TASK —
The answer must be a single number: the count of lines in these records that hold "player".

[Image-backed grounding data]
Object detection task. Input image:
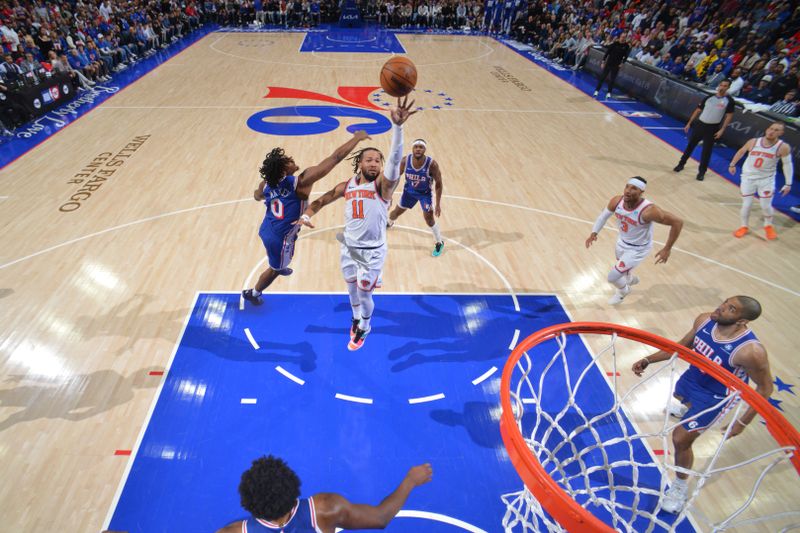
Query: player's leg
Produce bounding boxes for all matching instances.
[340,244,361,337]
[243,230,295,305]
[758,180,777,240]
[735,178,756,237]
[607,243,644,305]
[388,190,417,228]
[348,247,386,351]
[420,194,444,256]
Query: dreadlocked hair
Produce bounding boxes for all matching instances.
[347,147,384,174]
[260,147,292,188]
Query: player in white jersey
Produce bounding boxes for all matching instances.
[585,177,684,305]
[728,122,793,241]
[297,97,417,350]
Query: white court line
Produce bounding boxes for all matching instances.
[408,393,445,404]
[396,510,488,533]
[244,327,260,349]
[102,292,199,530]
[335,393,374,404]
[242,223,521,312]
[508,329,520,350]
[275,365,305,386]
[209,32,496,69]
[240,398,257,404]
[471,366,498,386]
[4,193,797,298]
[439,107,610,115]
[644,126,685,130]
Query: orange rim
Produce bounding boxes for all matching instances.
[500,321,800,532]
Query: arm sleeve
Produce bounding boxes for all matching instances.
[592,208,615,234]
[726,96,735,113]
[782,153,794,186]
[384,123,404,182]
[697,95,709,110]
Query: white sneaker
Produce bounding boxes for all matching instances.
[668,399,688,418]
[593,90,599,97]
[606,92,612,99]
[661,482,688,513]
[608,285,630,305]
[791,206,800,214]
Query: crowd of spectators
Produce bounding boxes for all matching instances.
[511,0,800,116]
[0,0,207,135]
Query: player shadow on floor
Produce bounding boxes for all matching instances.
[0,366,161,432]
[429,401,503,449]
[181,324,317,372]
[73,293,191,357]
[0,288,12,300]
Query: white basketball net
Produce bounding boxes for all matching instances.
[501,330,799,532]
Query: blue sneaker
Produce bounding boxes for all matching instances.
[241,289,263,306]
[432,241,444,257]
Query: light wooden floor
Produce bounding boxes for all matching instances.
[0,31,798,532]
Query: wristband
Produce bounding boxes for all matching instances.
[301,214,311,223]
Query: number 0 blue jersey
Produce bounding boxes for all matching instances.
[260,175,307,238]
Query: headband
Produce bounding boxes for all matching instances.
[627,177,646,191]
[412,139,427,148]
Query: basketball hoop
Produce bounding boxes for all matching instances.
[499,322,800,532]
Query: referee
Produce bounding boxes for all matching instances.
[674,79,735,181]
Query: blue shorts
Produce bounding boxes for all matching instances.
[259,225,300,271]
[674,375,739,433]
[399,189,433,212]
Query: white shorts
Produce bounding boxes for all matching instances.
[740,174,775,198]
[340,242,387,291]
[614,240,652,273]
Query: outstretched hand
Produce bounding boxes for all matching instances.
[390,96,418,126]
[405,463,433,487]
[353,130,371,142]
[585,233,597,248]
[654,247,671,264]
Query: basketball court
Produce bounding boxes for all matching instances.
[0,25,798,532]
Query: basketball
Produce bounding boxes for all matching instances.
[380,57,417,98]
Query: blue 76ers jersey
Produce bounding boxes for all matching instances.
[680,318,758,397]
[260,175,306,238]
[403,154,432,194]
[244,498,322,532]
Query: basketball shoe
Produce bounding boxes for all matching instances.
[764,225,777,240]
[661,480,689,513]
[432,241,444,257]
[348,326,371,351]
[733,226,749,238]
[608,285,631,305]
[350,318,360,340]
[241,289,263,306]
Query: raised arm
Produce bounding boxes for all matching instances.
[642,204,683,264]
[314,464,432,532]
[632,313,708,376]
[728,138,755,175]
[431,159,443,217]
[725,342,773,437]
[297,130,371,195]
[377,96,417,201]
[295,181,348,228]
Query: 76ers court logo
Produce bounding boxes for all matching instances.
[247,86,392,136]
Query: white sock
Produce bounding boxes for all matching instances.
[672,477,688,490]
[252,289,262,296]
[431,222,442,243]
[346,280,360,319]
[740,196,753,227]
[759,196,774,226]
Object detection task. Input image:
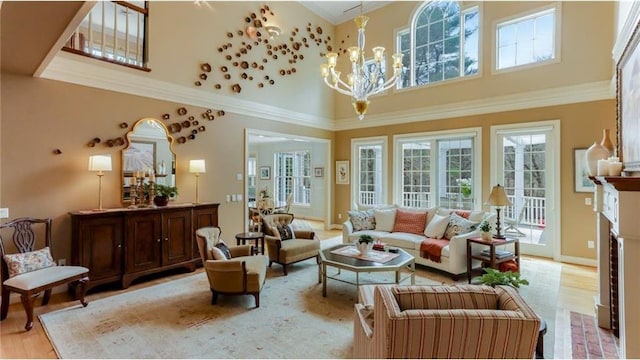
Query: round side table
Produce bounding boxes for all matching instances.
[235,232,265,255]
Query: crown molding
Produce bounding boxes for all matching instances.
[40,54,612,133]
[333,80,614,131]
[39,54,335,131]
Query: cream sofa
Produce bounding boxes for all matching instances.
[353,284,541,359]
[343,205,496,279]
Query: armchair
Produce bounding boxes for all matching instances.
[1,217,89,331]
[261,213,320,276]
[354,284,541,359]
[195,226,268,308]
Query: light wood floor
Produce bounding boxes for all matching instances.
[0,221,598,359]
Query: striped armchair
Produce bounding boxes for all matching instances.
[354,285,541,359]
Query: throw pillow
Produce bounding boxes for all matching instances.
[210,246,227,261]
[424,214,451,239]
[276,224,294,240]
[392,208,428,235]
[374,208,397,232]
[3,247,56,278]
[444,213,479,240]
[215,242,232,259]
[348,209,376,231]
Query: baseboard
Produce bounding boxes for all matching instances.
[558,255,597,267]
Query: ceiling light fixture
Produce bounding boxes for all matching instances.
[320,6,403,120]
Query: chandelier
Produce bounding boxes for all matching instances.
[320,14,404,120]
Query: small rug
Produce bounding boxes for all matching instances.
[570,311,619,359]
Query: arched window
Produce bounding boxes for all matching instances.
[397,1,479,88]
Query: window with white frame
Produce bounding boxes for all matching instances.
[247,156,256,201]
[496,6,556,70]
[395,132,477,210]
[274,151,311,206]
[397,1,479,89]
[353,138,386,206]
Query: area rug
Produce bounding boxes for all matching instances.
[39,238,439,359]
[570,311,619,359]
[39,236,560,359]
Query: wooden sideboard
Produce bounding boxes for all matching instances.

OUTPUT OF THE TASK —
3